ENTRIES ->
──────────
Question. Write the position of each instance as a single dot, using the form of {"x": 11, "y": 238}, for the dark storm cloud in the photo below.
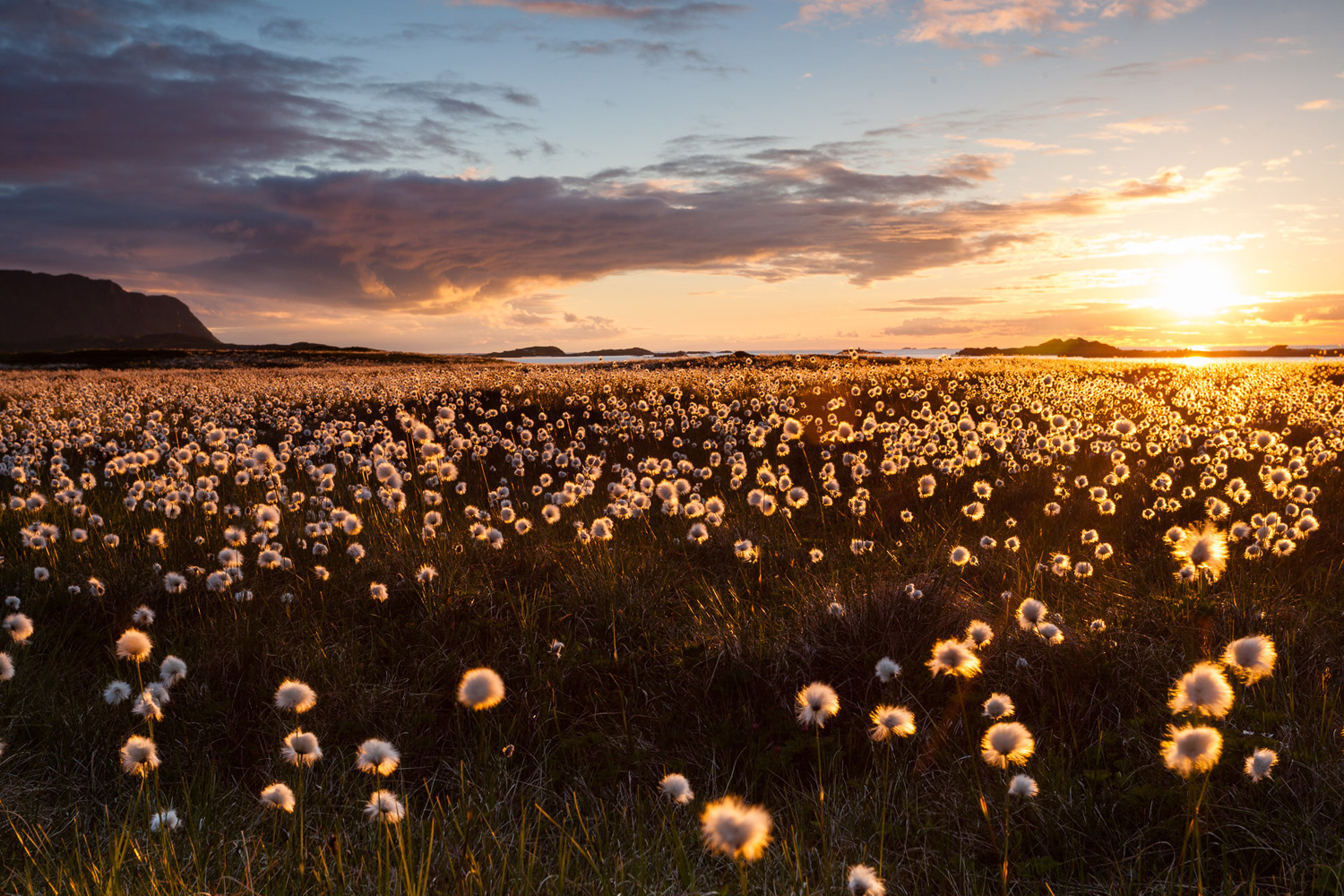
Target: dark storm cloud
{"x": 663, "y": 16}
{"x": 142, "y": 147}
{"x": 435, "y": 245}
{"x": 647, "y": 51}
{"x": 96, "y": 90}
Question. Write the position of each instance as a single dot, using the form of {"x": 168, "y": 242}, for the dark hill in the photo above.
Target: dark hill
{"x": 46, "y": 312}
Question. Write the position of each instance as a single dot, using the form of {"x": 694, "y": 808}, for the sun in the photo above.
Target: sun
{"x": 1195, "y": 289}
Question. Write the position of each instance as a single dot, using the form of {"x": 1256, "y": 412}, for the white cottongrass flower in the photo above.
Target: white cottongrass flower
{"x": 1023, "y": 786}
{"x": 166, "y": 820}
{"x": 134, "y": 645}
{"x": 147, "y": 707}
{"x": 892, "y": 721}
{"x": 279, "y": 797}
{"x": 865, "y": 882}
{"x": 978, "y": 634}
{"x": 1031, "y": 613}
{"x": 384, "y": 806}
{"x": 172, "y": 670}
{"x": 301, "y": 748}
{"x": 295, "y": 696}
{"x": 1258, "y": 763}
{"x": 139, "y": 755}
{"x": 1007, "y": 743}
{"x": 676, "y": 788}
{"x": 1204, "y": 548}
{"x": 378, "y": 756}
{"x": 116, "y": 692}
{"x": 736, "y": 829}
{"x": 952, "y": 657}
{"x": 816, "y": 704}
{"x": 1203, "y": 691}
{"x": 999, "y": 705}
{"x": 1252, "y": 659}
{"x": 19, "y": 626}
{"x": 480, "y": 688}
{"x": 1190, "y": 750}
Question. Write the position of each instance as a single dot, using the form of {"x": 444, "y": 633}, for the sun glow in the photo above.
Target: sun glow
{"x": 1196, "y": 289}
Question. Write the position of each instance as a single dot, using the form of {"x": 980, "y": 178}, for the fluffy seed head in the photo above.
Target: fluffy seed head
{"x": 295, "y": 696}
{"x": 1203, "y": 691}
{"x": 301, "y": 748}
{"x": 139, "y": 755}
{"x": 1260, "y": 763}
{"x": 1023, "y": 786}
{"x": 480, "y": 689}
{"x": 1007, "y": 743}
{"x": 384, "y": 806}
{"x": 865, "y": 882}
{"x": 816, "y": 704}
{"x": 172, "y": 669}
{"x": 279, "y": 797}
{"x": 1190, "y": 750}
{"x": 1252, "y": 659}
{"x": 1031, "y": 613}
{"x": 999, "y": 705}
{"x": 952, "y": 657}
{"x": 736, "y": 829}
{"x": 978, "y": 634}
{"x": 378, "y": 756}
{"x": 676, "y": 788}
{"x": 892, "y": 721}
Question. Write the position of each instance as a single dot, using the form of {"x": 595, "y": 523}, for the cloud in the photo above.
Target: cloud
{"x": 443, "y": 245}
{"x": 1147, "y": 125}
{"x": 1152, "y": 69}
{"x": 647, "y": 51}
{"x": 1296, "y": 308}
{"x": 102, "y": 99}
{"x": 970, "y": 167}
{"x": 847, "y": 10}
{"x": 159, "y": 152}
{"x": 905, "y": 306}
{"x": 965, "y": 24}
{"x": 951, "y": 23}
{"x": 929, "y": 327}
{"x": 1156, "y": 10}
{"x": 655, "y": 15}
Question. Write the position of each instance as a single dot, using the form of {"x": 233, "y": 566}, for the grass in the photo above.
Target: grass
{"x": 676, "y": 656}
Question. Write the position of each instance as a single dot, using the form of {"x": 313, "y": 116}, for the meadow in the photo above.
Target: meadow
{"x": 959, "y": 627}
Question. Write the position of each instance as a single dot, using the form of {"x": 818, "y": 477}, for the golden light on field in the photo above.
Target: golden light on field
{"x": 1195, "y": 289}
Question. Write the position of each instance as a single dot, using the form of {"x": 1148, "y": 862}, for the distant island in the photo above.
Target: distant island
{"x": 554, "y": 351}
{"x": 1089, "y": 349}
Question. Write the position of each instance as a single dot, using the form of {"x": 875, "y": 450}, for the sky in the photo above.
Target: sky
{"x": 478, "y": 175}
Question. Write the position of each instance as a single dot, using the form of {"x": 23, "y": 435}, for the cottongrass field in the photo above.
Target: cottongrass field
{"x": 771, "y": 626}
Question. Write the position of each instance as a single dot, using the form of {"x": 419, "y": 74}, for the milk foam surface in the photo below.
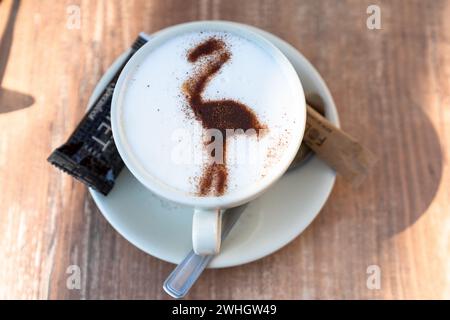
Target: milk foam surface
{"x": 165, "y": 138}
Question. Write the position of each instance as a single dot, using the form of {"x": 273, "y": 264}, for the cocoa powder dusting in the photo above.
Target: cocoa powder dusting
{"x": 215, "y": 114}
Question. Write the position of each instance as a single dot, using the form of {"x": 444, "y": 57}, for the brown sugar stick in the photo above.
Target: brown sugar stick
{"x": 338, "y": 149}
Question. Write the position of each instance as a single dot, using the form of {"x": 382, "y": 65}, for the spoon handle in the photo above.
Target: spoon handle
{"x": 186, "y": 274}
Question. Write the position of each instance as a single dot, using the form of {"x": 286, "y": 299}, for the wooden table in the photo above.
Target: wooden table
{"x": 392, "y": 89}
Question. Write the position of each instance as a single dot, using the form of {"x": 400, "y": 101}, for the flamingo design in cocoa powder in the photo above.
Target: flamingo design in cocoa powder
{"x": 215, "y": 114}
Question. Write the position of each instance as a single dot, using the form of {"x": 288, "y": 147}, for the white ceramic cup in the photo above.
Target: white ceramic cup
{"x": 206, "y": 227}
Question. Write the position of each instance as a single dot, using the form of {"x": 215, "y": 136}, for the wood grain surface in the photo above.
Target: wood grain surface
{"x": 392, "y": 89}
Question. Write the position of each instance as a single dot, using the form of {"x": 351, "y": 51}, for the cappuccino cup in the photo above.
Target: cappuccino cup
{"x": 210, "y": 115}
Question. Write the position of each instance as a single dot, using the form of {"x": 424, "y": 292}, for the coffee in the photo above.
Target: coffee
{"x": 201, "y": 81}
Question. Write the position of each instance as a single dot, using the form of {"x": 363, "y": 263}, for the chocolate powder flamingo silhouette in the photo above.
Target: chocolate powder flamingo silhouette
{"x": 215, "y": 114}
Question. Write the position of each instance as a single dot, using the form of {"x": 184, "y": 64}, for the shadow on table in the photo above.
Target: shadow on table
{"x": 10, "y": 100}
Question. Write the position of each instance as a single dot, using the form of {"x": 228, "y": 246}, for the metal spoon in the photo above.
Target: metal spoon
{"x": 189, "y": 270}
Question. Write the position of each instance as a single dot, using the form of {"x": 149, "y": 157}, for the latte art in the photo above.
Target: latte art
{"x": 221, "y": 114}
{"x": 203, "y": 89}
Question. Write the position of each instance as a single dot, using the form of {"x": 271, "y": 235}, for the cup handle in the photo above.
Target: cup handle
{"x": 206, "y": 231}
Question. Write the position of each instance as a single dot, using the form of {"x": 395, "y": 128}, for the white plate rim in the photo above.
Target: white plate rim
{"x": 331, "y": 114}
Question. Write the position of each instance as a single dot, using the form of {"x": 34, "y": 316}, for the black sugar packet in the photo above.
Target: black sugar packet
{"x": 90, "y": 154}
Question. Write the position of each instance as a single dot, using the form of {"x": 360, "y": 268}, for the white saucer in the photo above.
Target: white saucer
{"x": 163, "y": 229}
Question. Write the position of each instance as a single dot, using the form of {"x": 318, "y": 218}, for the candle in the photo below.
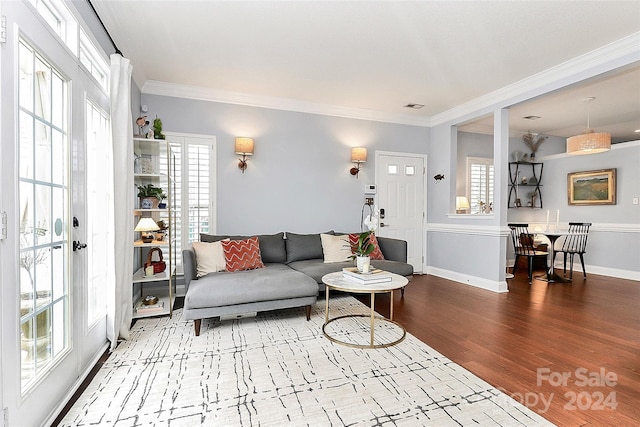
──────────
Rewrite the lines above as a numbered list, skipping any blank lines. Begin at the line that contains "rim in the photo above.", stop after the last line, and leave the pictures out.

ANSWER IN FULL ->
1. Question. Write the position of each instance as a single dot, using the form of {"x": 395, "y": 128}, for the white plate rim in the photo above.
2. Target: white plate rim
3. {"x": 331, "y": 114}
4. Question. Write the position of each instance as a single dot, using the form of {"x": 34, "y": 316}, for the black sugar packet in the photo above.
5. Target: black sugar packet
6. {"x": 90, "y": 154}
7. Question. Write the position of each instance as a single dot, using the form of {"x": 360, "y": 268}, for the white saucer in the photo above.
8. Target: white saucer
9. {"x": 163, "y": 229}
10. Question. Write the position of each instance as a single dot, using the form of {"x": 318, "y": 218}, for the candle in the photo below.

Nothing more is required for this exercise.